● **TASK DESCRIPTION**
Quote the listing below word for word, leaving out the pictures.

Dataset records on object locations

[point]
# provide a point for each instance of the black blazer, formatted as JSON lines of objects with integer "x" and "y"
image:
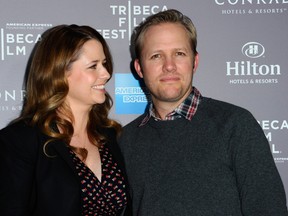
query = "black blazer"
{"x": 32, "y": 183}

● **RESPONSE TO THIS TASK**
[point]
# provide a point for each instance of the black blazer, formatted as JSON lines of objects with integer "x" and "y"
image:
query = "black blazer"
{"x": 32, "y": 183}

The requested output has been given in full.